Set task:
In the ramen article, which company makes the rye noodles for Mr. Orkin's restaurant, and where?

## Start Supplied text

How to Eat Ramen: A step-by-step guide to slurping up noodles and all their accompaniments.
By JULIA MOSKIN
He is the first American brave (or foolish) enough to open his own ramen shop in Tokyo. (He now has two.)
He is the first chef to publish a cookbook/memoir, “Ivan Ramen,” in the United States before even opening a restaurant here.
And last week, he may have become the first chef in Manhattan to intercept a bathroom-bound customer and order her back to her seat.
“She got up right after the ramen hit the table!” he said in self-defense, citing the first commandment of ramen: It must be eaten while still volcanically hot.
With the opening of Ivan Ramen Slurp Shop in Hell’s Kitchen last month, Mr. Orkin became a New York restaurateur, a title 20 years in the making. A long stainless-steel counter in his restaurant is lined on one side with customers, and on the other with ramen ingredients: slow-cooked pork belly, scallions, soft-cooked eggs, chicken broth, dashi or seaweed broth, chicken fat, pork fat and his signature rye noodles.
He is having a hard time making peace with those noodles. “I can’t believe I’m not making my own,” he said ruefully. “That was the first thing I got right in Tokyo.” Instead, they are made for him at Sun Noodle in Teterboro, N.J., a supplier to preferred ramen destinations like Momofuku Noodle Bar, Ramen Yebisu and Ganso.
These restaurants are part of a greater New York ramen boom: Traditional purveyors like Ippudo and Totto Ramen are expanding, and mavericks like Mr. Orkin and Yuji Haraguchi of Yuji Ramen are reinventing the bowl. “We are very chef-driven,” said Kenshiro Uki, Sun Noodle’s East Coast manager. The company custom-makes more than 100 variations on ramen: thick and thin, flat and round, wavy and straight, white, yellow and even black, colored with charred bamboo leaf.

## End Supplied text
## Start Record excerpts

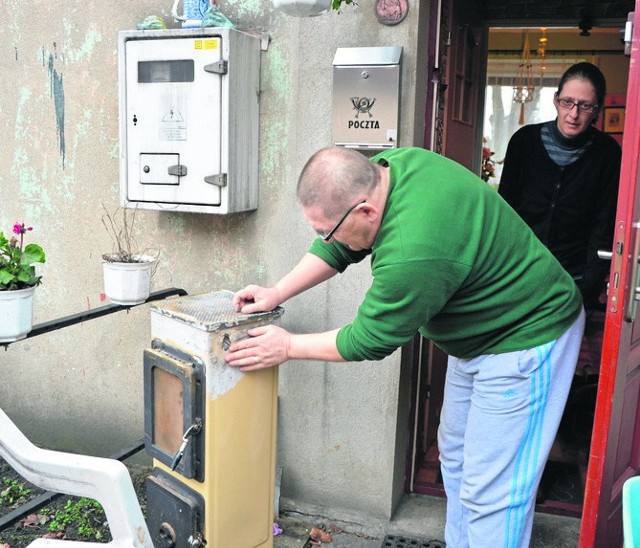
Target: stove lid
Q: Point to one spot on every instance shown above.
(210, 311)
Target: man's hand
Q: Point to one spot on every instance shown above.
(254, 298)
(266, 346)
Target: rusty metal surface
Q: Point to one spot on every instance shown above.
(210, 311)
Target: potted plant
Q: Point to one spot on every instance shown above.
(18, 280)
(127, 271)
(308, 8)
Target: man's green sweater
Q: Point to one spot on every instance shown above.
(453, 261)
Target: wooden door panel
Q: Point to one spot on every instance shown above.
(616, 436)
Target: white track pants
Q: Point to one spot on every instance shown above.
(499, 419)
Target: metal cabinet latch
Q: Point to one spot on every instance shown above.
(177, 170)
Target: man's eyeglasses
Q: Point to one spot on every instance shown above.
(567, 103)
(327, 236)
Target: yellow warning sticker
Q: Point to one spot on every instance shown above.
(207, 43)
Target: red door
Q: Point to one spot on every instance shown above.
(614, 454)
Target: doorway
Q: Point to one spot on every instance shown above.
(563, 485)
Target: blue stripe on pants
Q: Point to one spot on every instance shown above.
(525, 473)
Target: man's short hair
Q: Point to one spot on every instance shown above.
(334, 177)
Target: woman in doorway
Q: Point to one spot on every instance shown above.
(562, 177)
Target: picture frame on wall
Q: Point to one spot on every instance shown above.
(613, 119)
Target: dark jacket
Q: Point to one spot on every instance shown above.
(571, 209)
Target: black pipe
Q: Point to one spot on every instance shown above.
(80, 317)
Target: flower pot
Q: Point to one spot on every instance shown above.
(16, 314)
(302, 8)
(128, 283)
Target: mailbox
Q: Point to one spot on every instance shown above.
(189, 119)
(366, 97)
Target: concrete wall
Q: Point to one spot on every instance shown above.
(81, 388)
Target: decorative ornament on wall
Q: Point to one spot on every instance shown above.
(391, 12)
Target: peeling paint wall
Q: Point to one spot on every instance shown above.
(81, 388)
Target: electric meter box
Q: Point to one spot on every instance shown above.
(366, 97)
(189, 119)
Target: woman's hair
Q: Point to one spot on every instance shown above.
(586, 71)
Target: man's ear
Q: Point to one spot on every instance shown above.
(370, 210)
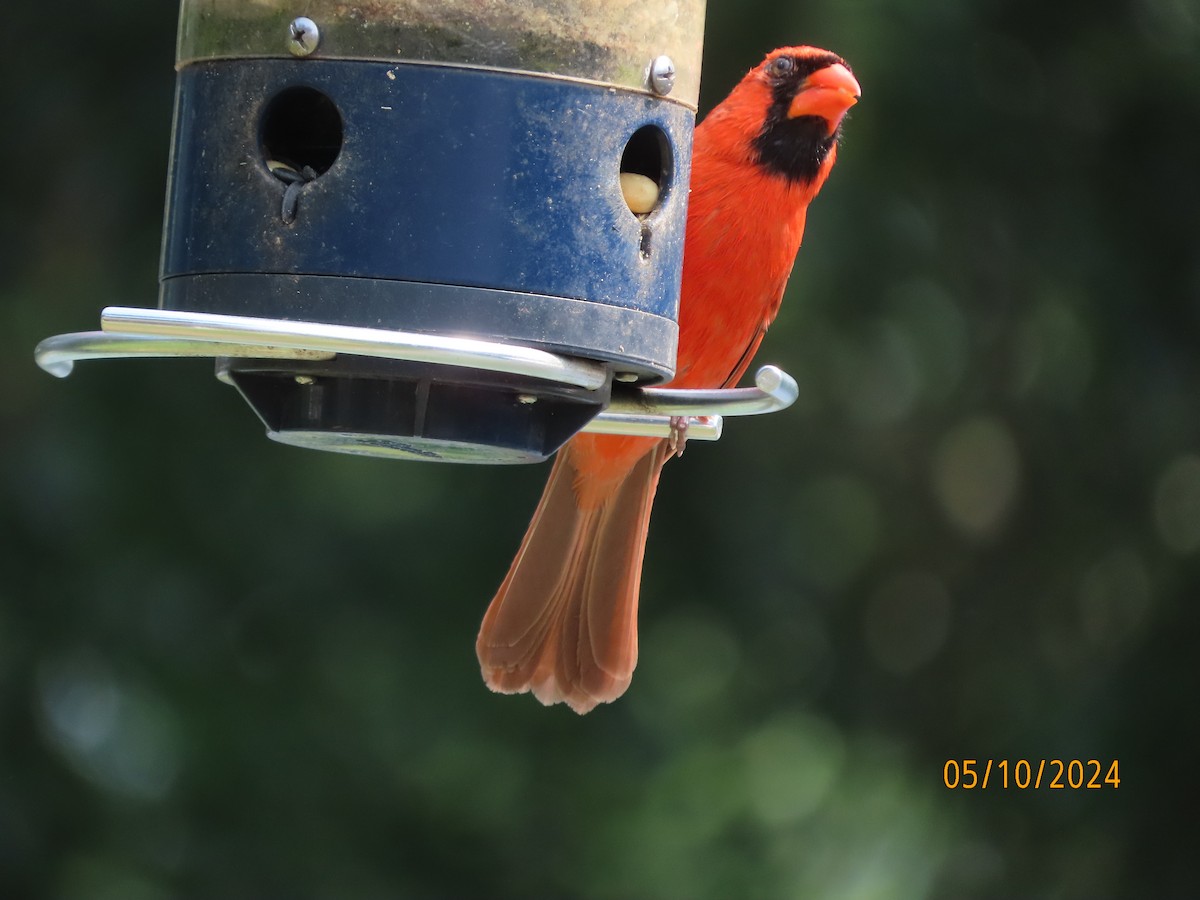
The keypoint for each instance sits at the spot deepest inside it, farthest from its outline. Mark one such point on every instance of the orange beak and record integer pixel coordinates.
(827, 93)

## End Record excerpts

Response to the task:
Sun Noodle in Teterboro, N.J.